Task ▸
Count the lines in the listing below that contain the string "wooden", treating uppercase and lowercase letters as distinct. Reply with the number alone.

Input ▸
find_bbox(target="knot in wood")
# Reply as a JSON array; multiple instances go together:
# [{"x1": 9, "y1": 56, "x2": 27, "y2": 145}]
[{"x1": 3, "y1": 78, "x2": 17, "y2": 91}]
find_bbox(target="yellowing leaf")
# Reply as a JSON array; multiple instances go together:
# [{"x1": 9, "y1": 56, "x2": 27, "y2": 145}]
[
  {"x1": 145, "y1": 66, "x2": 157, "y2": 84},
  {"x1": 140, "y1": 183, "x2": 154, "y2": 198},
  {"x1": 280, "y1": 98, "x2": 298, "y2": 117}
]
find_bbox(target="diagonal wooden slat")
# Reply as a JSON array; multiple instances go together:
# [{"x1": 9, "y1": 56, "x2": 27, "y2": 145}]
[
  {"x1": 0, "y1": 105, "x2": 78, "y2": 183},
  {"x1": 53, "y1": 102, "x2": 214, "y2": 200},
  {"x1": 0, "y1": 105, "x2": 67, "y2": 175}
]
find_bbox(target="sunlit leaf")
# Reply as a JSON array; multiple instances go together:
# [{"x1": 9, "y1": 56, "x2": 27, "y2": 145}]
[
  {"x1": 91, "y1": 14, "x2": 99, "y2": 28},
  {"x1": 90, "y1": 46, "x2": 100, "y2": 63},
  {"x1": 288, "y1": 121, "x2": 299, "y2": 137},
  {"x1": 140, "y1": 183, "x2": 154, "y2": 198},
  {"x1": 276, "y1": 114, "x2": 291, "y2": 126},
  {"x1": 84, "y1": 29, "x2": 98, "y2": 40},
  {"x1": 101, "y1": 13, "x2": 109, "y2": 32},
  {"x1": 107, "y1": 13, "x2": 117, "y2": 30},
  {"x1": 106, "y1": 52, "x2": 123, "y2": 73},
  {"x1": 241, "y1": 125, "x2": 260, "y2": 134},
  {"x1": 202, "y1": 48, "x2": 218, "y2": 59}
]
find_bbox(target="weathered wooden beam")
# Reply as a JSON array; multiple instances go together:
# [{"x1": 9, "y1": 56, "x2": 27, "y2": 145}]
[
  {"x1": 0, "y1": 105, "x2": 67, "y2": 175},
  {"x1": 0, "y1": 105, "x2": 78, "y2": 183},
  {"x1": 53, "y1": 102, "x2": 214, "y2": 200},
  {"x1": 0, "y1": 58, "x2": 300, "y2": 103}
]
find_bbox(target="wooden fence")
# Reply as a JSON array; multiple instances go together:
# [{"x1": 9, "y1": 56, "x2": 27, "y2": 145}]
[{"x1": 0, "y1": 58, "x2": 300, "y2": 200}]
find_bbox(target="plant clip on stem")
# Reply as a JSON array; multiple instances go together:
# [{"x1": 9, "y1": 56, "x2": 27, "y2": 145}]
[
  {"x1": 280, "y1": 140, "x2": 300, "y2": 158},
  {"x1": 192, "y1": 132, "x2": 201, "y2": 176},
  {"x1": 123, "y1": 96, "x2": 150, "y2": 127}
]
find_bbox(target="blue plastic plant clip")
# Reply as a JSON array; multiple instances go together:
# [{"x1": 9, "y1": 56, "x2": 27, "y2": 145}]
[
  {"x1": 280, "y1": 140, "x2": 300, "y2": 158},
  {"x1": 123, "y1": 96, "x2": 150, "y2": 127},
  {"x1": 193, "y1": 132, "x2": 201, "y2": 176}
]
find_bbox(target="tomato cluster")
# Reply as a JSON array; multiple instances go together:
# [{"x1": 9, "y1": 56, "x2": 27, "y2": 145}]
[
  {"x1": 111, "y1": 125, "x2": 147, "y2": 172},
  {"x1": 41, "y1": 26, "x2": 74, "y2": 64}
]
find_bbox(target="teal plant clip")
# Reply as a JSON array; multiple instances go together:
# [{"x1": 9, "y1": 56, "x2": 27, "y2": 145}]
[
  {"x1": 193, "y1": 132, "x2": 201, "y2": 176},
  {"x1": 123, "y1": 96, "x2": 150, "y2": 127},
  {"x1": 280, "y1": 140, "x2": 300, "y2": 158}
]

Answer ▸
3